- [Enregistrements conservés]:
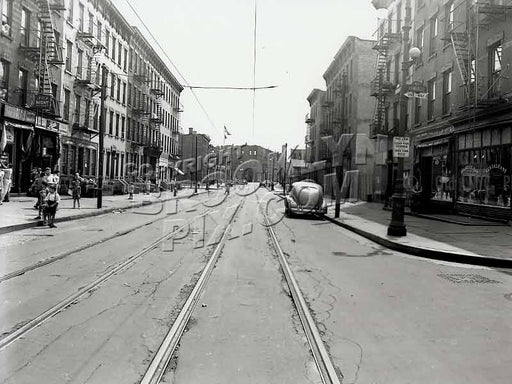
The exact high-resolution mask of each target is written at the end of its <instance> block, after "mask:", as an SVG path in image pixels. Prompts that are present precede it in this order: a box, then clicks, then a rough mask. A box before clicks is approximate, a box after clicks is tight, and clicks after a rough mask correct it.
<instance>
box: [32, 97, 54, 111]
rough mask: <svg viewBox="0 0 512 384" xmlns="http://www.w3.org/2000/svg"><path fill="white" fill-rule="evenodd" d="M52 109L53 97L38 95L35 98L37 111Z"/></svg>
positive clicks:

- [Votre consigne]: Restituez à l'identique les lignes de tous les enregistrements ci-dessus, en omettant les images.

- [Corrigé]:
The exact high-resolution mask of each target is written at the end of its <instance> block, after "mask:", as an SVG path in image pixels. Prompts that are present precede it in this order: a box, then clicks, then a rough mask. A box before clicks is approximate, a box after clicks is tight, and clicks after a rough mask correct it.
<instance>
box: [32, 97, 54, 111]
rough mask: <svg viewBox="0 0 512 384" xmlns="http://www.w3.org/2000/svg"><path fill="white" fill-rule="evenodd" d="M52 109L53 97L38 95L35 98L37 111Z"/></svg>
positive clicks:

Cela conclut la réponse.